■ Records drawn from a dataset:
● ● ● ● ● ● ●

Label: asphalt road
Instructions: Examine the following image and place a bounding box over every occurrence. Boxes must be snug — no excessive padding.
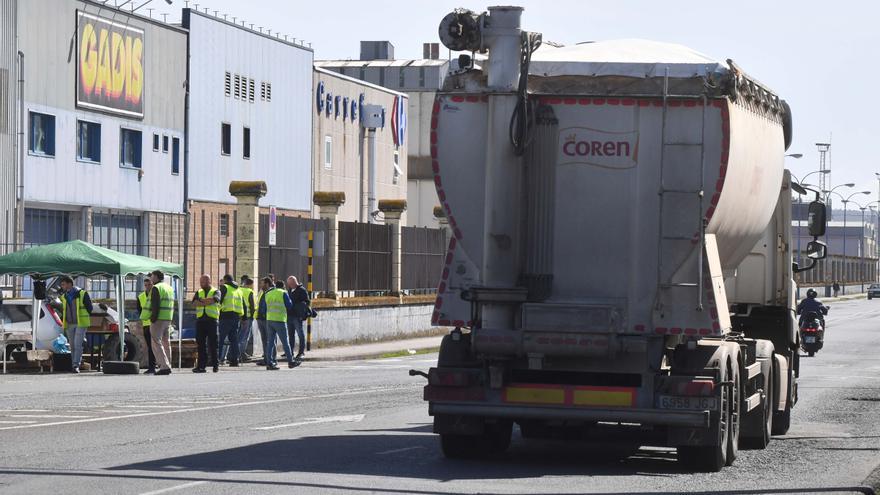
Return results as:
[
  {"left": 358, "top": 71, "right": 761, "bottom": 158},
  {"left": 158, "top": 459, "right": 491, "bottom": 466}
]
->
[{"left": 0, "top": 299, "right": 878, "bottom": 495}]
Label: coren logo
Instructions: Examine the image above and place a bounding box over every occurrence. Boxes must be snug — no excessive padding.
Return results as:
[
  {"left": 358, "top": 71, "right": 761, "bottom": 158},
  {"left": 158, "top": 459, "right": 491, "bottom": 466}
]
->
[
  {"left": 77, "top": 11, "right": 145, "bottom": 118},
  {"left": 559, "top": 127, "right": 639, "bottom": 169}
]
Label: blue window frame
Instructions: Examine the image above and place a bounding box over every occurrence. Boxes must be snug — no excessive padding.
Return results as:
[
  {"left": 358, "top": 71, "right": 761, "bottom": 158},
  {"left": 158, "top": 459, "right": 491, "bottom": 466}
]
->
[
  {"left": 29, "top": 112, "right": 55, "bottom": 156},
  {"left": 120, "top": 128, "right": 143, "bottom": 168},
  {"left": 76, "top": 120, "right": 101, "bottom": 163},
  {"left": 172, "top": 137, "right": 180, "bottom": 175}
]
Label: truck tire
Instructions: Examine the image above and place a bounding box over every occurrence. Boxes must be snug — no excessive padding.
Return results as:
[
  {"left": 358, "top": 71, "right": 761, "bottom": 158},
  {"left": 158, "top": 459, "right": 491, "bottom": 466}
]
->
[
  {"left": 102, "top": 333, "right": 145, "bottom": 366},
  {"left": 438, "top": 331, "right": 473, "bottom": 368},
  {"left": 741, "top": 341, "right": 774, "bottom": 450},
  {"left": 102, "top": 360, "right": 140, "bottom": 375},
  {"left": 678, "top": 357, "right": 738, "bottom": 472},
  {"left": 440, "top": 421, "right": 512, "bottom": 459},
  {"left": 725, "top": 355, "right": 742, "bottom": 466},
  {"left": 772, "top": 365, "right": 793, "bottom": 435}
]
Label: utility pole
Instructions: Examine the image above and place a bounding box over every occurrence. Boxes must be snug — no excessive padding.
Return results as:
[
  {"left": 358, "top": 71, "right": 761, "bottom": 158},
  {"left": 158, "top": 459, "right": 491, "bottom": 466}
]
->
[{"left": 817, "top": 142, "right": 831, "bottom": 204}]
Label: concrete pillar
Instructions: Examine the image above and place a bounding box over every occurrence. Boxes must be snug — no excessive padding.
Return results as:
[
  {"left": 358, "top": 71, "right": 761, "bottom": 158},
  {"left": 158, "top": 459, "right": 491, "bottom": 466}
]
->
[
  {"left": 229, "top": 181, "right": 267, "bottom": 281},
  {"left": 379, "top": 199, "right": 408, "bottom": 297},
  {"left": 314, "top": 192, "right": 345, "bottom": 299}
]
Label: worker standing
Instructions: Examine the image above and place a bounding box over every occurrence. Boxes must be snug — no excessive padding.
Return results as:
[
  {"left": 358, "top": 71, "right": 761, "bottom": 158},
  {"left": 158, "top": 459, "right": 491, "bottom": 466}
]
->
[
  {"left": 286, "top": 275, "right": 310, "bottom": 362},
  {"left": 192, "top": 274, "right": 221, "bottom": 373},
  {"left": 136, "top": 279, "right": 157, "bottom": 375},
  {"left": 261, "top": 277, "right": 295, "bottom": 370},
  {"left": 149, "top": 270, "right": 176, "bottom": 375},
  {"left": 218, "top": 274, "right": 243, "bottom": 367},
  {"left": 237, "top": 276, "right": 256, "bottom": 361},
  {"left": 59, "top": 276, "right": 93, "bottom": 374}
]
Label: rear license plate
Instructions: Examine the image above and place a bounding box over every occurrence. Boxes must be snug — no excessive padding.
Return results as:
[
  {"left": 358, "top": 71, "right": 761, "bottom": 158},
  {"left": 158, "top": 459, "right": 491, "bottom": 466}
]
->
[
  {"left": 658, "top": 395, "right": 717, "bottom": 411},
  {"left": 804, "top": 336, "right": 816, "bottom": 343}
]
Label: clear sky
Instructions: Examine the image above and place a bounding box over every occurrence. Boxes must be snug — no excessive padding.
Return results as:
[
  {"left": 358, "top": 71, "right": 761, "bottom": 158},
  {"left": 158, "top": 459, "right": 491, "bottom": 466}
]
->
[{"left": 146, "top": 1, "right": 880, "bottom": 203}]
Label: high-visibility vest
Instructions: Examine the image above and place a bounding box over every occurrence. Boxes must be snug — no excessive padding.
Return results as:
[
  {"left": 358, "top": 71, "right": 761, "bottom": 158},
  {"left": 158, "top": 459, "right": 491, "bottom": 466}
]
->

● ● ● ● ● ● ●

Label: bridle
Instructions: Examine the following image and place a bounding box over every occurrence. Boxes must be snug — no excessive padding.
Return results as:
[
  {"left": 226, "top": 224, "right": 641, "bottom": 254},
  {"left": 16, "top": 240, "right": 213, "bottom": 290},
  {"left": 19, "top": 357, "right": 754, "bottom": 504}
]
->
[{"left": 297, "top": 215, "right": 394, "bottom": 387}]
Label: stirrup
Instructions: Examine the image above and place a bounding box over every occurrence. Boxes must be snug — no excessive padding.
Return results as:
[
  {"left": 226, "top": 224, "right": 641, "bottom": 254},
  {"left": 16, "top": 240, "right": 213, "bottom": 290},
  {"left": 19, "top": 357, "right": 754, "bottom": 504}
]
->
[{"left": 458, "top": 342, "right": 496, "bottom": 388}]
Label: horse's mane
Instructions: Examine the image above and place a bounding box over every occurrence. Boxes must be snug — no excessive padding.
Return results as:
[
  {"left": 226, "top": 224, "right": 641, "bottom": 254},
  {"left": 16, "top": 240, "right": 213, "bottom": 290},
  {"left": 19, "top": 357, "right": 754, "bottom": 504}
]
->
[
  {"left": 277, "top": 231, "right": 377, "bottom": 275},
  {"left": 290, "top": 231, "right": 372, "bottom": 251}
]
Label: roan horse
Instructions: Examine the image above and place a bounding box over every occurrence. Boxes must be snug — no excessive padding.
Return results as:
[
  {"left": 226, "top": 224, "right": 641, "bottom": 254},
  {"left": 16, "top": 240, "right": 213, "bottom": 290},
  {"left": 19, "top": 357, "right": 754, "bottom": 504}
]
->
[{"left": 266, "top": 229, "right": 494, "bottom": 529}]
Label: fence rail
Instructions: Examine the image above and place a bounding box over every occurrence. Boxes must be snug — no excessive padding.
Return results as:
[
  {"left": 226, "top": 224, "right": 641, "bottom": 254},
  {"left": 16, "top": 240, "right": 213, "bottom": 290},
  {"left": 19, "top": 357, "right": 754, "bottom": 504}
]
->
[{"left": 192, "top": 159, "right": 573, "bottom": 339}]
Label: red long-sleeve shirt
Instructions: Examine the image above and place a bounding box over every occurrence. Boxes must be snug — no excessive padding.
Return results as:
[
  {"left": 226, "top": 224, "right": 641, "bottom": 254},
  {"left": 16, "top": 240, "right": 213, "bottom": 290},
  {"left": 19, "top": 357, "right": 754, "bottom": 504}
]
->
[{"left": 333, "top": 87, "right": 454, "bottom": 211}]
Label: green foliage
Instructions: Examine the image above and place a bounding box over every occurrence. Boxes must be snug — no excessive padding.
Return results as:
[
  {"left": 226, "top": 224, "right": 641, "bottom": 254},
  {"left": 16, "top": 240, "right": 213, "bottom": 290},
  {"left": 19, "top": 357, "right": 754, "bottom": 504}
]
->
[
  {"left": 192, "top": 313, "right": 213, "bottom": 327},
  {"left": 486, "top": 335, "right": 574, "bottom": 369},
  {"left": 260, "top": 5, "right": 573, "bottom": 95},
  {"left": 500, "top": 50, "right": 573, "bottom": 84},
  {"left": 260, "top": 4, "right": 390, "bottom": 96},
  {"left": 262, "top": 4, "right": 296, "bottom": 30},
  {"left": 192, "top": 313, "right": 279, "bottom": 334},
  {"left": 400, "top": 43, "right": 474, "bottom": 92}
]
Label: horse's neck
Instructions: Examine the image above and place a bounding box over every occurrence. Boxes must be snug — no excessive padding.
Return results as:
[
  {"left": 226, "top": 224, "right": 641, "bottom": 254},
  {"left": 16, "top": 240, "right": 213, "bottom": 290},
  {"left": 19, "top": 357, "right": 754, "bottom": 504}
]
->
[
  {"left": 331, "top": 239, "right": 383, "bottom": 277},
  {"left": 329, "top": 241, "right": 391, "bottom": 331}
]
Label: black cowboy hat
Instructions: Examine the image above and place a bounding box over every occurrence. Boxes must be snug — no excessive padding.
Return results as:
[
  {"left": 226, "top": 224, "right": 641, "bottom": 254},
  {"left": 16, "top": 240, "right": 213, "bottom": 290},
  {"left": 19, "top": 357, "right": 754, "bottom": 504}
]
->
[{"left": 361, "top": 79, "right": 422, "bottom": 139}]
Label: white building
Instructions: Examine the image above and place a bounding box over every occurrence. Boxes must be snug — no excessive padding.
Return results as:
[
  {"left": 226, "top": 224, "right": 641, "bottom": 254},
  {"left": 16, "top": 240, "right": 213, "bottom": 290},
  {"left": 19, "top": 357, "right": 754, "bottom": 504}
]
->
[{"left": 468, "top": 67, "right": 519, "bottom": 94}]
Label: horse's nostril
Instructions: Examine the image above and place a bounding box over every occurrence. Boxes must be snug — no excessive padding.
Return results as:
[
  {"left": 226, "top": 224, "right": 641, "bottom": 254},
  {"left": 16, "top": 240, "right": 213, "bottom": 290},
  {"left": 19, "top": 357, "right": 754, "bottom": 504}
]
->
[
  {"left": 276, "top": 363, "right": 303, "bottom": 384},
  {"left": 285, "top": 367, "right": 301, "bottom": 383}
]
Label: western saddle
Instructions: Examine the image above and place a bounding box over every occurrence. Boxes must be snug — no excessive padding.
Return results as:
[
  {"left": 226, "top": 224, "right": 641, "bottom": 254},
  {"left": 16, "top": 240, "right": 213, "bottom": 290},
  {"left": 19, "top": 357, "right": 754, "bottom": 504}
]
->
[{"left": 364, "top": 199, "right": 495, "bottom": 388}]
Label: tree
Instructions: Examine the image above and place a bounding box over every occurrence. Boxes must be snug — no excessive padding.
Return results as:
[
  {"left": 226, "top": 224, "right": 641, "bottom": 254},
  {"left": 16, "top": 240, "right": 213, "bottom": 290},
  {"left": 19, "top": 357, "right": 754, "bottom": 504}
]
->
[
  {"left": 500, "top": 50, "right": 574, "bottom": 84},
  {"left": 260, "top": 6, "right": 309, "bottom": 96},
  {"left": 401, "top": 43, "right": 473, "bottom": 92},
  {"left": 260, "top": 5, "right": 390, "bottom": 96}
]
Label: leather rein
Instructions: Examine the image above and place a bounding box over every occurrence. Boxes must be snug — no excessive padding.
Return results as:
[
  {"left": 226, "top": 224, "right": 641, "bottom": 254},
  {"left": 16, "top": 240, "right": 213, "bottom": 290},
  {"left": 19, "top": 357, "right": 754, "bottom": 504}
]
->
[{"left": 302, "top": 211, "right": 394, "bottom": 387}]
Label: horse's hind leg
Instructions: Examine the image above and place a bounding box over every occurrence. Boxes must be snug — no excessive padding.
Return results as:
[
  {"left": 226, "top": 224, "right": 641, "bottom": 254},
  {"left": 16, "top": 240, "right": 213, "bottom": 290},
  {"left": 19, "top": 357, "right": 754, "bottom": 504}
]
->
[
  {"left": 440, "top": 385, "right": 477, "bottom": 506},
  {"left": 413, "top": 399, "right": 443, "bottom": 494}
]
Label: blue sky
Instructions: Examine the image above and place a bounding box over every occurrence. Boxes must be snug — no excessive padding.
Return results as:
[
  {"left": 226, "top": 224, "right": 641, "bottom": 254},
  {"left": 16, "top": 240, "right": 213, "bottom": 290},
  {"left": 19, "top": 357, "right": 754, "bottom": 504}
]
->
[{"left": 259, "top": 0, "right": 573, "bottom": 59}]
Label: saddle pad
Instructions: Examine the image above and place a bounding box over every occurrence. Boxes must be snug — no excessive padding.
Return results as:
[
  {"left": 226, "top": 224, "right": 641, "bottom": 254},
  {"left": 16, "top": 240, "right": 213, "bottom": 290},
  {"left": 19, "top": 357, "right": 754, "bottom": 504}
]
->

● ● ● ● ● ● ●

■ WHAT TO PRODUCE: Lines holding the string "horse" in the records: how many are there? Give only the number.

■ TASK OUTPUT: 5